▽
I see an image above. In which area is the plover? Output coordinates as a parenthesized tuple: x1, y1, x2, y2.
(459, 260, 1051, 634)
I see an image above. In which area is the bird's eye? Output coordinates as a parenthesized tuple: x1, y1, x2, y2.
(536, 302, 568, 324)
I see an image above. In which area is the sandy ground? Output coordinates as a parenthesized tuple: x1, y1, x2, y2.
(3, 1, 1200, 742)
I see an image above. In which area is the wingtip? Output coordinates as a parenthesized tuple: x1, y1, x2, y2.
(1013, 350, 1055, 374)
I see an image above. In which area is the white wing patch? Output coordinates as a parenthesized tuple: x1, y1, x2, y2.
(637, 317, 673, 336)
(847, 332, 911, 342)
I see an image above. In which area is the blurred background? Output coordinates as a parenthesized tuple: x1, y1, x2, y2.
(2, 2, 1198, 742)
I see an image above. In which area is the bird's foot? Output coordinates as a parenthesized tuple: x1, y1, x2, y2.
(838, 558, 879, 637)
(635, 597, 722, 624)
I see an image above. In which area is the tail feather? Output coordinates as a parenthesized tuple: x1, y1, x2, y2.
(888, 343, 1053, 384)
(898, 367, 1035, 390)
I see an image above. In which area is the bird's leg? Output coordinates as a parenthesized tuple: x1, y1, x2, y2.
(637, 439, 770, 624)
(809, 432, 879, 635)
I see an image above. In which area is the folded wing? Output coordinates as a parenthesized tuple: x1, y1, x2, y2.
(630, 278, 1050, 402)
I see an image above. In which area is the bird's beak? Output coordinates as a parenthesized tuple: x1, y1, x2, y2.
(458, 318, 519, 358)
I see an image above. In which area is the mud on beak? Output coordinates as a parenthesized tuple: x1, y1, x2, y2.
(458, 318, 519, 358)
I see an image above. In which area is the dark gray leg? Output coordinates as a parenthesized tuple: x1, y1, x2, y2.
△
Retype the listing above word for word.

I see an image above. In which area is the plover? Output coordinates as a parenthesized tuple: x1, y1, x2, y2.
(459, 260, 1051, 634)
I see an image above. In which area is the bird's eye? Output coordinates as a parenthesized tuple: x1, y1, x2, y2.
(536, 302, 568, 324)
I see an image above. In which area is the sandy ground? Output coordinates as a parenthesized tuple: x1, y1, x2, y2.
(3, 1, 1200, 742)
I see an image above. In which area is the wingtip? Output coordinates as a parenthesized tuple: x1, y1, x2, y2.
(1013, 350, 1055, 374)
I see an image above. In which area is the white wing patch? Output coordinates as a parenthesized tuple: x1, y1, x2, y2.
(637, 317, 673, 336)
(847, 332, 911, 342)
I see an image above. In which area is the blurred background? Output coordinates as a parenthesized tuple: x1, y1, x2, y2.
(2, 2, 1198, 742)
I see an image above. In which area is the bird's foot? Output coordinates as a parenthesized tuple: x1, y1, x2, y2.
(838, 558, 879, 637)
(635, 597, 722, 624)
I see an image above. In which area is the tail feather? Output coordinates as a parenthesized tuple: x1, y1, x2, y2.
(888, 343, 1053, 384)
(898, 367, 1035, 390)
I see an image above. In which area is the bird's leg? Output coordinates as a parenthesized tuple: x1, y1, x2, y2.
(637, 439, 770, 624)
(809, 432, 879, 635)
I see an image above. In which area is the folded wing? Output coordinates as a parenthesized tuple: x1, y1, x2, y2.
(630, 278, 1050, 402)
I see an image above. In which area is the bird's beak? Output coordinates as a parenthesized tuple: x1, y1, x2, y2.
(458, 318, 519, 358)
I see an image above. In which area is the mud on beak? Output coordinates as a parenthesized tuple: x1, y1, x2, y2.
(458, 318, 519, 358)
I see an image above. In which area is the dark gray leg? Output coordinates as a parenthesized tuple: x1, y1, x2, y2.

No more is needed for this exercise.